Position identification rows

^^^^^^^^^^^^^^^^

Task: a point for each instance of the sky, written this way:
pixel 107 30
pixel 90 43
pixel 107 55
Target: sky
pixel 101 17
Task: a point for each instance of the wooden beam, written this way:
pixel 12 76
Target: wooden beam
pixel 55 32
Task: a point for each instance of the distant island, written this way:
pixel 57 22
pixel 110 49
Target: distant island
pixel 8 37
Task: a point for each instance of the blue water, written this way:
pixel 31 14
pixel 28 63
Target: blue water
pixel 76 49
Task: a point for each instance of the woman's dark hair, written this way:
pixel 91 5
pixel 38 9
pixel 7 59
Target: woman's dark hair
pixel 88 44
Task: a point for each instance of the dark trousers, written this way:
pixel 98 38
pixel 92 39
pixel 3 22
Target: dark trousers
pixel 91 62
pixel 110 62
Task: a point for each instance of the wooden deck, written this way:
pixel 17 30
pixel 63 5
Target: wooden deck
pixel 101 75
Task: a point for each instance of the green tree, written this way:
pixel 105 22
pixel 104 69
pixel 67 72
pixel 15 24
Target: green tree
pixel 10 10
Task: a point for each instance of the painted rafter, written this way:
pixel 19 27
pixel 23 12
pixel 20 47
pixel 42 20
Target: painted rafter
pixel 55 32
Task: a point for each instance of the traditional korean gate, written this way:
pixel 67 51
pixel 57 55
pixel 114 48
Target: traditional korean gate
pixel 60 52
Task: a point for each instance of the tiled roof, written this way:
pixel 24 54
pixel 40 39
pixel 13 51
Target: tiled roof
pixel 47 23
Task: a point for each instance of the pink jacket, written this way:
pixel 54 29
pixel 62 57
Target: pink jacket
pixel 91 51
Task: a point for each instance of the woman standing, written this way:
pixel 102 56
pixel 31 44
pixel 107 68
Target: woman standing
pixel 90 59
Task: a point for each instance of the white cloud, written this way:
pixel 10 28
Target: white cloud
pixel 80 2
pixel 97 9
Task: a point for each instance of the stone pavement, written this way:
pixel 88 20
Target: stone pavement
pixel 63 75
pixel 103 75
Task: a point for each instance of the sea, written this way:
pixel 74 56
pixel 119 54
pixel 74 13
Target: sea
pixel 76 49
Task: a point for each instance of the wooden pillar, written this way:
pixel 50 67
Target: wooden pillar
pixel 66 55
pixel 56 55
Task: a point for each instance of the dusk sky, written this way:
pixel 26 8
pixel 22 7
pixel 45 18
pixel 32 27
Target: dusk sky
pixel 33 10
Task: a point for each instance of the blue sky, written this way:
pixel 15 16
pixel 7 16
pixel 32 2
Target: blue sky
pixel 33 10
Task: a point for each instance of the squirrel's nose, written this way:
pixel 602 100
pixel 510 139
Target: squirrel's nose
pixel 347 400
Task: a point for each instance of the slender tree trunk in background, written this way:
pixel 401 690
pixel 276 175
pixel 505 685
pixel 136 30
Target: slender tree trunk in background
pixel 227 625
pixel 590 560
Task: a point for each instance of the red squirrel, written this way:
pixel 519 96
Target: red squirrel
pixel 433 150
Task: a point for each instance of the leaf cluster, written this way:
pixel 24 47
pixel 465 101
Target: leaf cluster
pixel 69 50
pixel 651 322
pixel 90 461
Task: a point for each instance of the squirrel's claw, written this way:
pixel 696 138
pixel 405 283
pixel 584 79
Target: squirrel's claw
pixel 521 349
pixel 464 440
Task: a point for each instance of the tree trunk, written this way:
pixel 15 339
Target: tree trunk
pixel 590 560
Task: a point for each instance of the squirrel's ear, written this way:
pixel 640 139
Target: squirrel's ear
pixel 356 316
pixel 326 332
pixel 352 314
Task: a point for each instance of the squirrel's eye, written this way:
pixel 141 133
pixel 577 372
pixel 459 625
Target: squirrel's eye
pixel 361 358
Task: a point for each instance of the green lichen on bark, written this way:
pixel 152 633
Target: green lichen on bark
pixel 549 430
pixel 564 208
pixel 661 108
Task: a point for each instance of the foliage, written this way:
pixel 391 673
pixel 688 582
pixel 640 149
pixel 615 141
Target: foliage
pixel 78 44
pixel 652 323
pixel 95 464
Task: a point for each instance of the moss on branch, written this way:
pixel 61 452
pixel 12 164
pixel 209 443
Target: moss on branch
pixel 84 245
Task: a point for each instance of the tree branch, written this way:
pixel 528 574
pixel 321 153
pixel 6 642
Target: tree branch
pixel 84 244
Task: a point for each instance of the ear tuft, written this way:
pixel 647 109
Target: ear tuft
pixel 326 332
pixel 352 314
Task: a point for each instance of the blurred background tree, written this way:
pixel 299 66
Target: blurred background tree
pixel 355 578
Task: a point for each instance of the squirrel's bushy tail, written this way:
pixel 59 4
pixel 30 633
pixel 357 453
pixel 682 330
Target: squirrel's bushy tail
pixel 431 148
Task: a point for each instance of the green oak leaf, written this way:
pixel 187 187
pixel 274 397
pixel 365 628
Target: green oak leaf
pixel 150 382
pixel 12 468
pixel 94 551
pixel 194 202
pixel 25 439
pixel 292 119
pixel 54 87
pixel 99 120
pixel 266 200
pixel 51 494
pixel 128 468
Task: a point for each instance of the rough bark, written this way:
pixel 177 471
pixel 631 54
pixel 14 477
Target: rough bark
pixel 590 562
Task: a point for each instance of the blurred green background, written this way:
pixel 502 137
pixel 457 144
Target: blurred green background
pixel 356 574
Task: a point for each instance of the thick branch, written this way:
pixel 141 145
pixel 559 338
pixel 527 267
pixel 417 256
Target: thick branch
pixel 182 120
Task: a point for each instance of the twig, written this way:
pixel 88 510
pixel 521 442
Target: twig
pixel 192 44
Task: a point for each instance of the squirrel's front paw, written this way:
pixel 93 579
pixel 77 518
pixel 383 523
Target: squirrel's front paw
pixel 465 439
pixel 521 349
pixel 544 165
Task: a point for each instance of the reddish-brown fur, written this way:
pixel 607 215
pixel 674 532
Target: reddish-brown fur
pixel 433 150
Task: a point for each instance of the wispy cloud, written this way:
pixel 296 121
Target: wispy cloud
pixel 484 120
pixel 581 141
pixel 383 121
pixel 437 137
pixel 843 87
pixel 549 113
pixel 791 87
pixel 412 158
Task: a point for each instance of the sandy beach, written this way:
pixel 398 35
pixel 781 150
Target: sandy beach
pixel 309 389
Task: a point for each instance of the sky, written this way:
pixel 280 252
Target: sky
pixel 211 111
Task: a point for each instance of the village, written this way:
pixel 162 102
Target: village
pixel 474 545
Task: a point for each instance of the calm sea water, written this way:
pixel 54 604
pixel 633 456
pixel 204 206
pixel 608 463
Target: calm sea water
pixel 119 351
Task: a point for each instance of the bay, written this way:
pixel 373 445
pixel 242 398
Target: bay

^^^^^^^^^^^^^^^^

What is expected:
Print all of the rows above again without changing a single character.

Answer to the task:
Task: a point for each instance of the sky, written this way:
pixel 107 30
pixel 90 43
pixel 107 55
Target: sky
pixel 101 17
Task: a point for each instance of the wooden beam, written this way:
pixel 12 76
Target: wooden beam
pixel 55 32
Task: a point for each instance of the distant island, written this way:
pixel 57 22
pixel 110 49
Target: distant island
pixel 8 37
Task: a point for each instance of the blue water, written this way:
pixel 31 14
pixel 28 63
Target: blue water
pixel 76 49
Task: a point for each instance of the woman's dark hair, written this way:
pixel 91 5
pixel 38 9
pixel 7 59
Target: woman's dark hair
pixel 88 44
Task: a point for each instance of the dark trousers, written this way:
pixel 98 38
pixel 92 39
pixel 3 22
Target: dark trousers
pixel 91 62
pixel 110 62
Task: a point for each instance of the wooden deck, written this way:
pixel 17 30
pixel 63 5
Target: wooden deck
pixel 101 75
Task: a point for each instance of the green tree, written this way:
pixel 105 22
pixel 104 69
pixel 67 72
pixel 15 24
Target: green tree
pixel 10 10
Task: a point for each instance of the painted rafter, written this way:
pixel 19 27
pixel 23 12
pixel 20 47
pixel 42 20
Target: painted rafter
pixel 55 32
Task: a point for each instance of the traditional korean gate, written this way:
pixel 67 51
pixel 57 55
pixel 114 48
Target: traditional korean gate
pixel 60 52
Task: a point for each instance of the tiled roof, written this way:
pixel 24 54
pixel 40 39
pixel 13 51
Target: tiled roof
pixel 47 23
Task: a point for each instance of the pink jacket, written this way:
pixel 54 29
pixel 62 57
Target: pink jacket
pixel 91 51
Task: a point for each instance of the woman standing, written this way:
pixel 102 56
pixel 31 44
pixel 107 68
Target: woman standing
pixel 90 59
Task: a point for each instance of the white cloud, written this way:
pixel 10 28
Target: white cloud
pixel 80 2
pixel 97 9
Task: a point for each instance of the stone pavement, written this way:
pixel 88 20
Target: stone pavement
pixel 63 75
pixel 103 75
Task: a point for each instance of the sea, written this way:
pixel 74 56
pixel 119 54
pixel 74 13
Target: sea
pixel 76 49
Task: a point for each instance of the wooden pillar, written this way:
pixel 50 67
Target: wooden pillar
pixel 66 55
pixel 56 55
Task: a point for each instance of the dusk sky, written this way:
pixel 26 8
pixel 22 7
pixel 45 18
pixel 32 27
Target: dusk sky
pixel 33 10
Task: a point for each instance of the blue sky, written this way:
pixel 15 16
pixel 7 16
pixel 32 2
Target: blue sky
pixel 33 10
Task: a point for each instance of the squirrel's nose, written this way:
pixel 602 100
pixel 510 139
Target: squirrel's nose
pixel 347 400
Task: a point for each instance of the slender tree trunk in background, written this way:
pixel 401 690
pixel 276 175
pixel 505 685
pixel 136 30
Target: slender tree trunk in background
pixel 227 625
pixel 590 560
Task: a point for each instance of the red squirrel, written this way:
pixel 519 96
Target: red squirrel
pixel 433 150
Task: a point for each instance of the leaf cluster, written this way:
pixel 24 47
pixel 465 101
Target: leaf cluster
pixel 69 50
pixel 651 322
pixel 90 461
Task: a point for each instance of the squirrel's claw, written this way:
pixel 696 138
pixel 405 283
pixel 584 79
Target: squirrel's claw
pixel 521 349
pixel 464 440
Task: a point for each instance of the tree trunk, written this way:
pixel 15 339
Target: tree trunk
pixel 590 560
Task: a point for each instance of the squirrel's ear, written this way:
pixel 640 139
Target: squirrel's ear
pixel 356 316
pixel 326 332
pixel 352 314
Task: a point for each instance of the squirrel's eye, written this way:
pixel 141 133
pixel 577 372
pixel 459 625
Target: squirrel's eye
pixel 361 358
Task: a point for each instance of the green lichen on bark, written this way:
pixel 152 633
Target: green lichen on bark
pixel 549 430
pixel 564 208
pixel 661 108
Task: a point for each instance of the foliage, written this way:
pixel 391 673
pixel 688 582
pixel 640 149
pixel 615 141
Target: foliage
pixel 78 44
pixel 652 323
pixel 95 464
Task: a point for each instance of the moss on branch, written this way:
pixel 61 452
pixel 12 164
pixel 209 443
Target: moss on branch
pixel 84 245
Task: a point for each instance of the tree branch, written this way:
pixel 528 574
pixel 321 153
pixel 6 642
Target: tree branch
pixel 84 244
Task: a point for each instance of the ear tuft, written this way:
pixel 647 109
Target: ear tuft
pixel 326 332
pixel 352 314
Task: a point for each instance of the blurred background tree, written this way:
pixel 299 66
Target: blurred background tree
pixel 355 578
Task: a point for each instance of the squirrel's bushy tail, written this way:
pixel 59 4
pixel 30 633
pixel 357 453
pixel 682 330
Target: squirrel's bushy tail
pixel 431 148
Task: a point for each instance of the green oak leaf, written this way:
pixel 187 187
pixel 274 397
pixel 365 628
Target: green oak leaf
pixel 150 382
pixel 12 468
pixel 94 551
pixel 194 202
pixel 25 439
pixel 292 119
pixel 54 87
pixel 99 120
pixel 266 200
pixel 51 494
pixel 128 468
Task: a point for each instance of the rough bark, written this way:
pixel 177 471
pixel 631 54
pixel 14 477
Target: rough bark
pixel 590 562
Task: a point for each instance of the blurred green background, written this way:
pixel 502 137
pixel 457 144
Target: blurred green background
pixel 356 574
Task: a point for each instance of the thick branch, written this way:
pixel 141 145
pixel 559 338
pixel 527 267
pixel 417 256
Target: thick branch
pixel 182 120
Task: a point for each instance of the twig, written this way:
pixel 88 510
pixel 521 442
Target: twig
pixel 192 44
Task: a point for each instance of the squirrel's front paw, written this way:
pixel 93 579
pixel 77 518
pixel 383 523
Target: squirrel's front paw
pixel 465 439
pixel 521 349
pixel 544 165
Task: a point for each instance of the reddish-brown fur, written this way:
pixel 607 215
pixel 674 532
Target: reddish-brown fur
pixel 433 150
Task: a point for each instance of the wispy cloud, written this way:
pixel 296 121
Target: wispy cloud
pixel 484 120
pixel 581 141
pixel 383 121
pixel 437 137
pixel 843 87
pixel 549 113
pixel 791 87
pixel 412 158
Task: a point for each instance of the sandy beach, written this way:
pixel 398 35
pixel 781 150
Target: sandy beach
pixel 309 389
Task: a point for each instance of the sky, written this way:
pixel 280 252
Target: sky
pixel 211 111
Task: a point for each instance of the village, written this way:
pixel 162 102
Target: village
pixel 474 545
Task: a point for each instance of the calm sea water, written this way:
pixel 54 604
pixel 633 456
pixel 204 206
pixel 608 463
Target: calm sea water
pixel 119 351
Task: a point for each instance of the bay, written this way:
pixel 373 445
pixel 242 398
Target: bay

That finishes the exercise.